▸ Dane do przetworzenia
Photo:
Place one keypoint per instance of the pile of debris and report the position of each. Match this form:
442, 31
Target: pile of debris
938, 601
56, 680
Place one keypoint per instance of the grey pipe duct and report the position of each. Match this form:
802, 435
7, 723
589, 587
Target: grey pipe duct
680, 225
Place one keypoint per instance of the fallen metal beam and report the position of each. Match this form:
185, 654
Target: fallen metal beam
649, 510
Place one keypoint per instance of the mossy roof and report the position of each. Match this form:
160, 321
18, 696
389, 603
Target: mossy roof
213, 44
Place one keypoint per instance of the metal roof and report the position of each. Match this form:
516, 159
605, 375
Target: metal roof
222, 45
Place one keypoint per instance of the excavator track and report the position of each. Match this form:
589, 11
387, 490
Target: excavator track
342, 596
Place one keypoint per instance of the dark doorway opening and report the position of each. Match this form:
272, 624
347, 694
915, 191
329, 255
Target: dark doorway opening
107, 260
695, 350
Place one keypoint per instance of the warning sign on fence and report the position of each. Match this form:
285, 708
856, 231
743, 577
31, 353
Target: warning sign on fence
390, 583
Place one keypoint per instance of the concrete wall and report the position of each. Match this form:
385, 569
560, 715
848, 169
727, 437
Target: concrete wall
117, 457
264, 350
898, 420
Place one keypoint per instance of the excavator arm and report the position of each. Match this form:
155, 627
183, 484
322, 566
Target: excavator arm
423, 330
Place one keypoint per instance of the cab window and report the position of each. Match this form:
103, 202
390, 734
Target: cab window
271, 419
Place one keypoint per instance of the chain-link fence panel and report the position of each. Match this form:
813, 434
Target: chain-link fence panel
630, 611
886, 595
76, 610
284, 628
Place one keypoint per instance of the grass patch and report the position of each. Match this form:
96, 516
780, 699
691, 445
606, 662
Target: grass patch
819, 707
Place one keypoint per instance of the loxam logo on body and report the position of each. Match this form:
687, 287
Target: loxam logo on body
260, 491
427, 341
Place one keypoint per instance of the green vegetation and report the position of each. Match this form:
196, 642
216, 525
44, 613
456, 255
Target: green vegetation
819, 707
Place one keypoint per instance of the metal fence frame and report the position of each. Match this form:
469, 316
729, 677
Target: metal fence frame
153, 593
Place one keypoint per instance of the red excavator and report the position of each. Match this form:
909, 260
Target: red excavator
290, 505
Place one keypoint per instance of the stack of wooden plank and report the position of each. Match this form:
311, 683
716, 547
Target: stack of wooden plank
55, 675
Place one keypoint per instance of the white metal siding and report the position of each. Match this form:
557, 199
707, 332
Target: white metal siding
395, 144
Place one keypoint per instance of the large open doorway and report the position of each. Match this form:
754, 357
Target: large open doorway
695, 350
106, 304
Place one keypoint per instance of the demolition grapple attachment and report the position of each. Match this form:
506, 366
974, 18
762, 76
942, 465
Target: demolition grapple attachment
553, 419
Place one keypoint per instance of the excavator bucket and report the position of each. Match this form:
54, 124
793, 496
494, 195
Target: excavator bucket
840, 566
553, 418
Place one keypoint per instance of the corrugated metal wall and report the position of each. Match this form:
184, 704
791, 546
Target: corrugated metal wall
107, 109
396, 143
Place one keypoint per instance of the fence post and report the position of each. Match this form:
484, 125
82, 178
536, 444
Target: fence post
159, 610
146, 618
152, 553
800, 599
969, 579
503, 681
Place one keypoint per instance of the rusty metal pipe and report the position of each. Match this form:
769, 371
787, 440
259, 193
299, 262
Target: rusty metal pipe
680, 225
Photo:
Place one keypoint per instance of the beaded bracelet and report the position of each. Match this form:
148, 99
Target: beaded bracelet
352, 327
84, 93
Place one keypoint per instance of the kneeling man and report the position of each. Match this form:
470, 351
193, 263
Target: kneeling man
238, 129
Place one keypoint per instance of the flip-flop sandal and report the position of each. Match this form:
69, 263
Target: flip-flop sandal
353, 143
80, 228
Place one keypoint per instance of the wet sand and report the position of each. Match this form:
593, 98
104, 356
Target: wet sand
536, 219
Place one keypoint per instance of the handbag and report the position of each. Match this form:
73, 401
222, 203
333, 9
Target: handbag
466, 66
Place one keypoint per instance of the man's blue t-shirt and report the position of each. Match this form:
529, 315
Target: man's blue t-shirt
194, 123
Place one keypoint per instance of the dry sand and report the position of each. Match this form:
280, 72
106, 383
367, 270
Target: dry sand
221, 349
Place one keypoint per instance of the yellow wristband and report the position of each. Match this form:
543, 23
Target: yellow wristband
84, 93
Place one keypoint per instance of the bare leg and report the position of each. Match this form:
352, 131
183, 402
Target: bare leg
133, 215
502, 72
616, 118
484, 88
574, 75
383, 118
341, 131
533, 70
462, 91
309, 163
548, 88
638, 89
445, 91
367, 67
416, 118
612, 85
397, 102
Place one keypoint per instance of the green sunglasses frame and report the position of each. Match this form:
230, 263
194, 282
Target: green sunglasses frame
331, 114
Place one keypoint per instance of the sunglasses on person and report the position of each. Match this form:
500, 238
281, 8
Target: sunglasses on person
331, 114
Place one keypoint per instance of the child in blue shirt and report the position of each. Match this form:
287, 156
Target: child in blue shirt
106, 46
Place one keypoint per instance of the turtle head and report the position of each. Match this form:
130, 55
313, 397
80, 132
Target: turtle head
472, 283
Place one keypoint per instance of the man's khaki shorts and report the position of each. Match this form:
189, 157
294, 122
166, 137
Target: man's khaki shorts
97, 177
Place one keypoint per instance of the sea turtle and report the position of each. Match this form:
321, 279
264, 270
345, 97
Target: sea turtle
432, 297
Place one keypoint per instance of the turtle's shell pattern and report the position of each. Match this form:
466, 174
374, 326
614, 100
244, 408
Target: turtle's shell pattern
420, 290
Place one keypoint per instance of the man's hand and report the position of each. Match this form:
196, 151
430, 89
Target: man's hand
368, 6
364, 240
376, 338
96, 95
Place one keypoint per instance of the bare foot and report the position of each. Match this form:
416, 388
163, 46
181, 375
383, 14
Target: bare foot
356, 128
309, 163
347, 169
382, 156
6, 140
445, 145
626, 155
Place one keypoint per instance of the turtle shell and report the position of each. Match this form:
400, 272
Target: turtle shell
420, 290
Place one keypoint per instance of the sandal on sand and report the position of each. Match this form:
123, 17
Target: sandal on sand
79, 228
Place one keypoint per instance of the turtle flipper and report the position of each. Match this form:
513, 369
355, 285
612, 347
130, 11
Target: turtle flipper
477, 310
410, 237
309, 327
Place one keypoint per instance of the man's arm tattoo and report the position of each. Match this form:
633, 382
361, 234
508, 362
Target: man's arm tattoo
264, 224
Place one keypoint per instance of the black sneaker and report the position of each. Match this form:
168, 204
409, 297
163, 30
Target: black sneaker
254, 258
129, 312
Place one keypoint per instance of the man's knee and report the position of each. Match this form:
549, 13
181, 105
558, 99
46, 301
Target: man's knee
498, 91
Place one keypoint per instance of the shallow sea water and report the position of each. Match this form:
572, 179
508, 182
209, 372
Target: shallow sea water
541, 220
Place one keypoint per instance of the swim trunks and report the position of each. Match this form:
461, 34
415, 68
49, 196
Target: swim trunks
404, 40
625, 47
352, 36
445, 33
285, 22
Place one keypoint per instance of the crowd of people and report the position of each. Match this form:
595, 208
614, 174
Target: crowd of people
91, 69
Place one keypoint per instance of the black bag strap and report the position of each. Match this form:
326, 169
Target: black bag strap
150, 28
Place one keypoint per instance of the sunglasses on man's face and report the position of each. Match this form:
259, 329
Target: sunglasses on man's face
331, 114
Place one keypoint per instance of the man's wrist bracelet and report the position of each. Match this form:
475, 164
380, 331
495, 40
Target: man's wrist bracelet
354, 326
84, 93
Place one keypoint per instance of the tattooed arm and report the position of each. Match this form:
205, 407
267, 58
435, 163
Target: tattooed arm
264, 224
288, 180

▸ Krótkie zadanie
Wyodrębnij z pozycji wiersze od tego, który zawiera „Place one keypoint per instance of the sunglasses on man's”, aż do końca pozycji, oba krańce włącznie. Przepisz je bez żadnych zmian.

▸ Pełne rozwiązanie
Place one keypoint per instance of the sunglasses on man's face and report the position of each. Match this form:
259, 329
Target: sunglasses on man's face
331, 114
Place one keypoint per instance of the man's wrist bracelet and report the position of each. Match this form:
475, 164
380, 331
495, 40
Target: man's wrist bracelet
354, 326
84, 93
Place one keypoint per instance of the tattooed arm and report the position of each. Match this form:
205, 407
267, 58
435, 163
Target: tattooed arm
264, 224
288, 180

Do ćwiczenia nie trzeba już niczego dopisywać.